WORK REQUIRED: Transcribe the listing from the line with "locate dark grey" to the line with "(774, 1112)", both included, and leave out the pictures.

DATA SHOWN:

--- BEGIN ---

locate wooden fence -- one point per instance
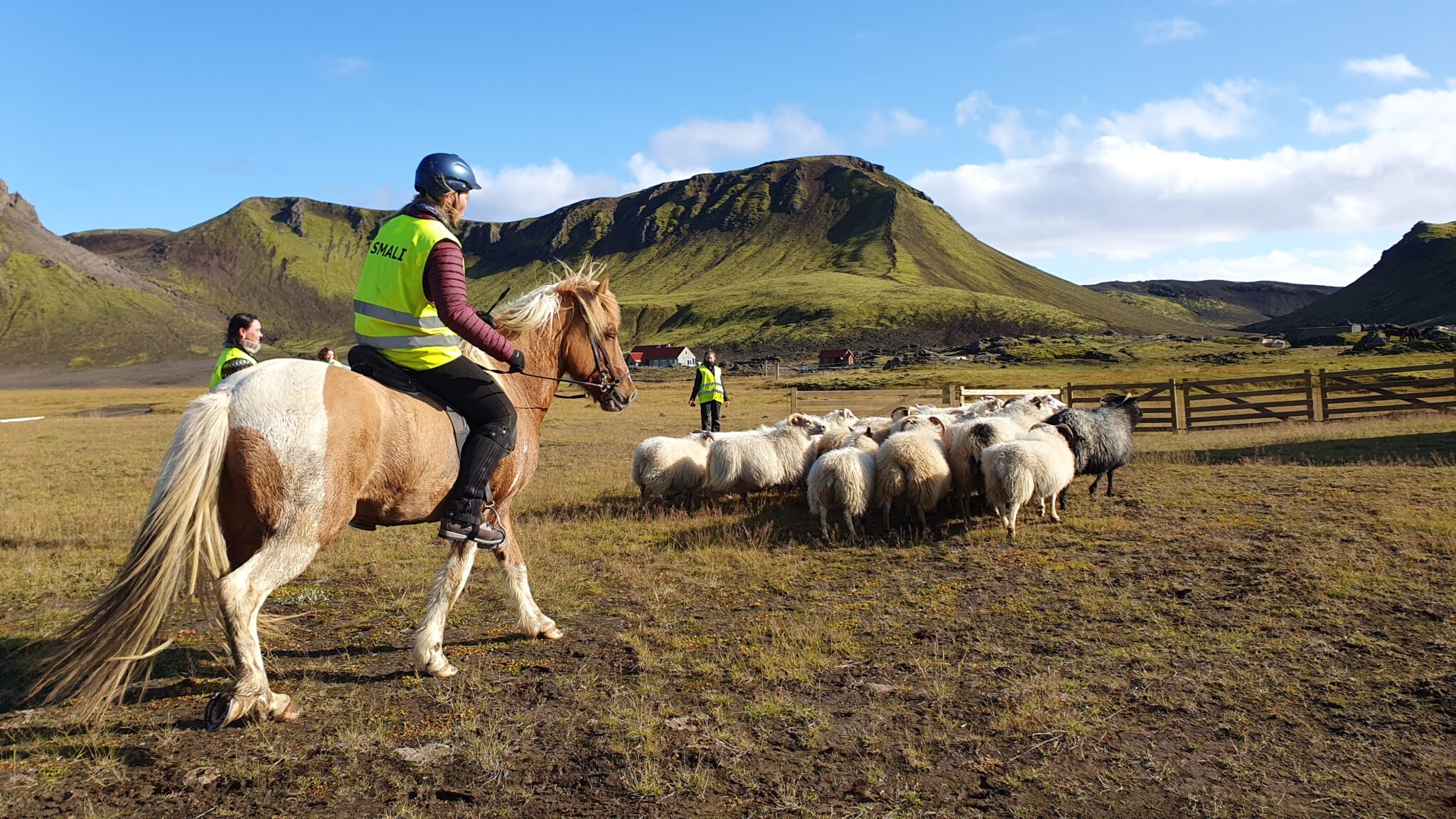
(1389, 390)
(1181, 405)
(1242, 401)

--- END ---
--- BEGIN ---

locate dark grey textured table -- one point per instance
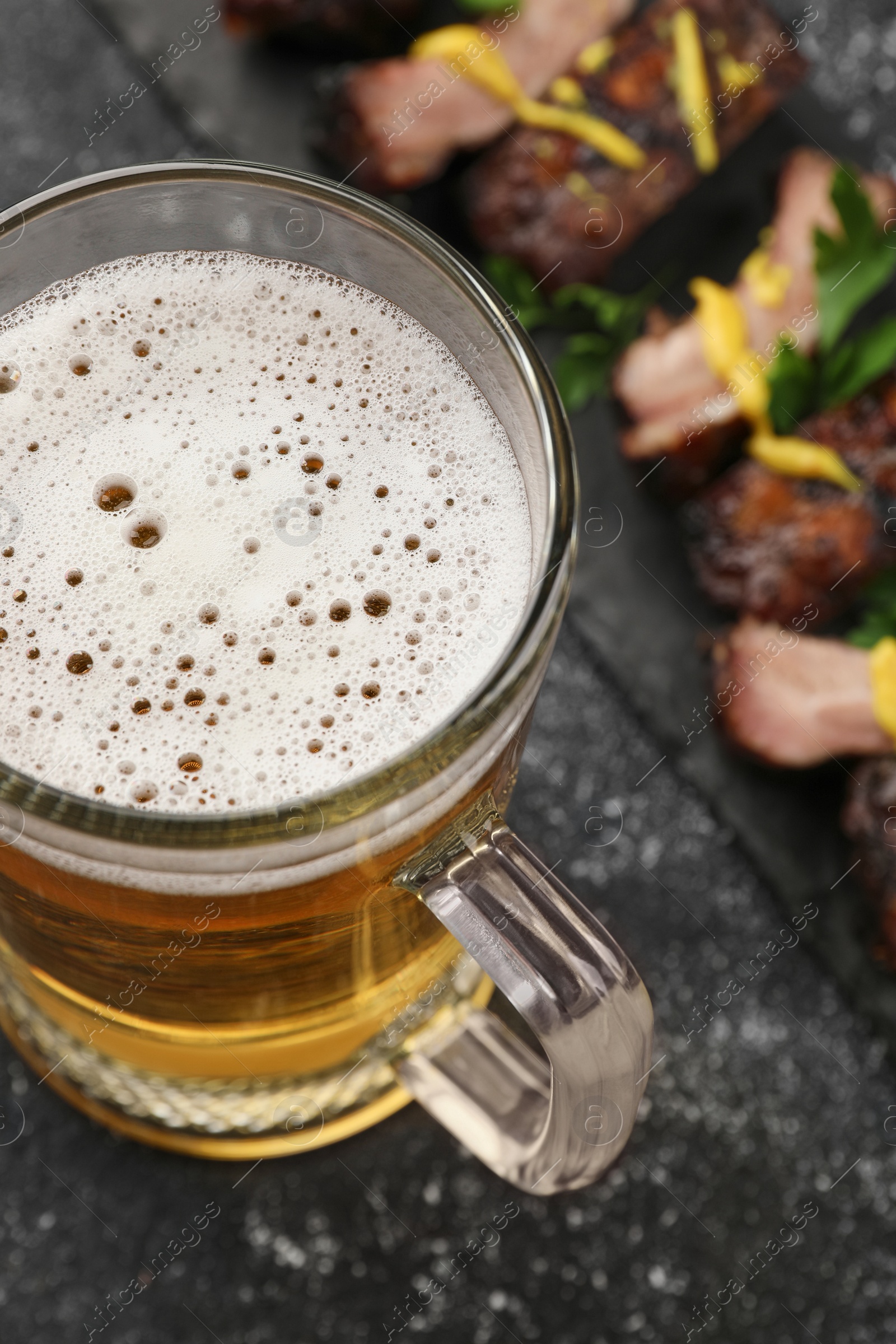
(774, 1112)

--- END ---

THE ANSWER:
locate dark grey textured table -- one point per instance
(774, 1112)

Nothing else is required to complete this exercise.